Could every line below be written out exactly as it appears?

---------------

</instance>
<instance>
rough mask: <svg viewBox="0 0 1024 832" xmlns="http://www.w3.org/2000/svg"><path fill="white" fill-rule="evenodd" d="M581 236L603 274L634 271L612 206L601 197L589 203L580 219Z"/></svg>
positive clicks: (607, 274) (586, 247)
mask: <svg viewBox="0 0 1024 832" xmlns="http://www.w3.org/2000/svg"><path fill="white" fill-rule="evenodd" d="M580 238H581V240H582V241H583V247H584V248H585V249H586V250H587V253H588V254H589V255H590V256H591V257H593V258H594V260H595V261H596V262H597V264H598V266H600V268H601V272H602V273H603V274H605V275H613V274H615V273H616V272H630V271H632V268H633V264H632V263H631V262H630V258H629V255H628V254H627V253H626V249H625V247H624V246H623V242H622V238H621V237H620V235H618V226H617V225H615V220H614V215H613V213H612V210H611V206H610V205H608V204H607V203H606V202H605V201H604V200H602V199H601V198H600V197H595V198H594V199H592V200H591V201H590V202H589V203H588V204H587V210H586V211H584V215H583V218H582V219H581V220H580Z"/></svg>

---------------

Exercise result:
</instance>
<instance>
rough mask: <svg viewBox="0 0 1024 832" xmlns="http://www.w3.org/2000/svg"><path fill="white" fill-rule="evenodd" d="M581 236L603 274L634 271L612 206L601 197L589 203L580 219Z"/></svg>
positive clicks: (607, 274) (586, 247)
mask: <svg viewBox="0 0 1024 832" xmlns="http://www.w3.org/2000/svg"><path fill="white" fill-rule="evenodd" d="M580 238H581V240H582V241H583V247H584V248H585V249H586V250H587V253H588V254H589V255H590V256H591V257H593V258H594V260H595V261H596V262H597V264H598V266H600V268H601V272H602V273H603V274H605V275H613V274H615V273H616V272H630V271H632V268H633V264H632V263H631V262H630V258H629V255H628V254H627V253H626V249H625V247H624V246H623V242H622V238H621V237H620V235H618V226H617V225H615V220H614V215H613V213H612V210H611V206H610V205H608V204H607V203H606V202H605V201H604V200H602V199H601V198H600V197H595V198H594V199H592V200H591V201H590V202H589V203H588V204H587V210H586V211H584V215H583V218H582V219H581V220H580Z"/></svg>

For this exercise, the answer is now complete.